Job
Turn the material, from its first line through the line that contains "positive clicks: (241, 259) (251, 310)", into a numbered list, omitting any blank lines. Include both the first line and that last one, and nothing after it.

Stored data
-----
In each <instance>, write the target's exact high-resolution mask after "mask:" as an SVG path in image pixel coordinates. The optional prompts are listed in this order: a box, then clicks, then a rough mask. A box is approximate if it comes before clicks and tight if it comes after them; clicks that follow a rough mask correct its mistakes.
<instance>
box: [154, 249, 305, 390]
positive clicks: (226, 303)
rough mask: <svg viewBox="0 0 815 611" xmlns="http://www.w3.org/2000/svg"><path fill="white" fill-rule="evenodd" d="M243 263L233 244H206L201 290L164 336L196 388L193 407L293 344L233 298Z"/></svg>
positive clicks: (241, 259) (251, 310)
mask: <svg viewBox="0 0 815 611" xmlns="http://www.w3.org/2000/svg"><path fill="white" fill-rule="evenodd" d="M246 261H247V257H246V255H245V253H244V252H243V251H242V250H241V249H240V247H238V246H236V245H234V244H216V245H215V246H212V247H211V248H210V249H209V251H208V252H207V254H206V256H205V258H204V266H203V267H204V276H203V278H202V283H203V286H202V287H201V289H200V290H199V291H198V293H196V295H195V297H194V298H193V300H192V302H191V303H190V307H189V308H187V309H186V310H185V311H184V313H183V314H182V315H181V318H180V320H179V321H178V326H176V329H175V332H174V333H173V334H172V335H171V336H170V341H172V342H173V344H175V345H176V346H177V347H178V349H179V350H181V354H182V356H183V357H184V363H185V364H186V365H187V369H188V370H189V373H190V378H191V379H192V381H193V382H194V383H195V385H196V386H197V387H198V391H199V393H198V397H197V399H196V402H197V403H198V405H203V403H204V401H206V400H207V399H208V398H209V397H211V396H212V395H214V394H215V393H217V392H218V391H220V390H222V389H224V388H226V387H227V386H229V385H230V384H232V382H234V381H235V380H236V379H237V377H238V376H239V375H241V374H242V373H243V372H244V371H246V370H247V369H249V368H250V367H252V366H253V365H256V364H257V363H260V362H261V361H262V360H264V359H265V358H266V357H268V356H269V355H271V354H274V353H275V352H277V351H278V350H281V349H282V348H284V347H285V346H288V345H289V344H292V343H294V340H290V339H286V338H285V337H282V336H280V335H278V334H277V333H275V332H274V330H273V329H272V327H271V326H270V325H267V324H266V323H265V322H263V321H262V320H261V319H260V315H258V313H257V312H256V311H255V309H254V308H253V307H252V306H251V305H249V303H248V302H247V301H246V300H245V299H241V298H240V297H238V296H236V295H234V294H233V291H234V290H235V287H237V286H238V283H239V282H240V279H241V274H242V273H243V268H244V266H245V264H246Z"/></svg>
-----
Solved exercise
1. In each <instance>, write the target's exact high-resolution mask after "mask:" as an SVG path in image pixel coordinates. The optional prompts are listed in this order: a box, then clicks, then a rough mask. A box is approximate if it comes before clicks and tight if it comes after them; clicks that follow a rough mask correct its mistakes.
2. <instance>
3. box: [154, 249, 305, 390]
4. positive clicks: (226, 303)
5. rough mask: <svg viewBox="0 0 815 611" xmlns="http://www.w3.org/2000/svg"><path fill="white" fill-rule="evenodd" d="M243 263L233 244H206L201 290L164 336L196 388L193 407L293 344L233 298Z"/></svg>
6. positive clicks: (241, 259) (251, 310)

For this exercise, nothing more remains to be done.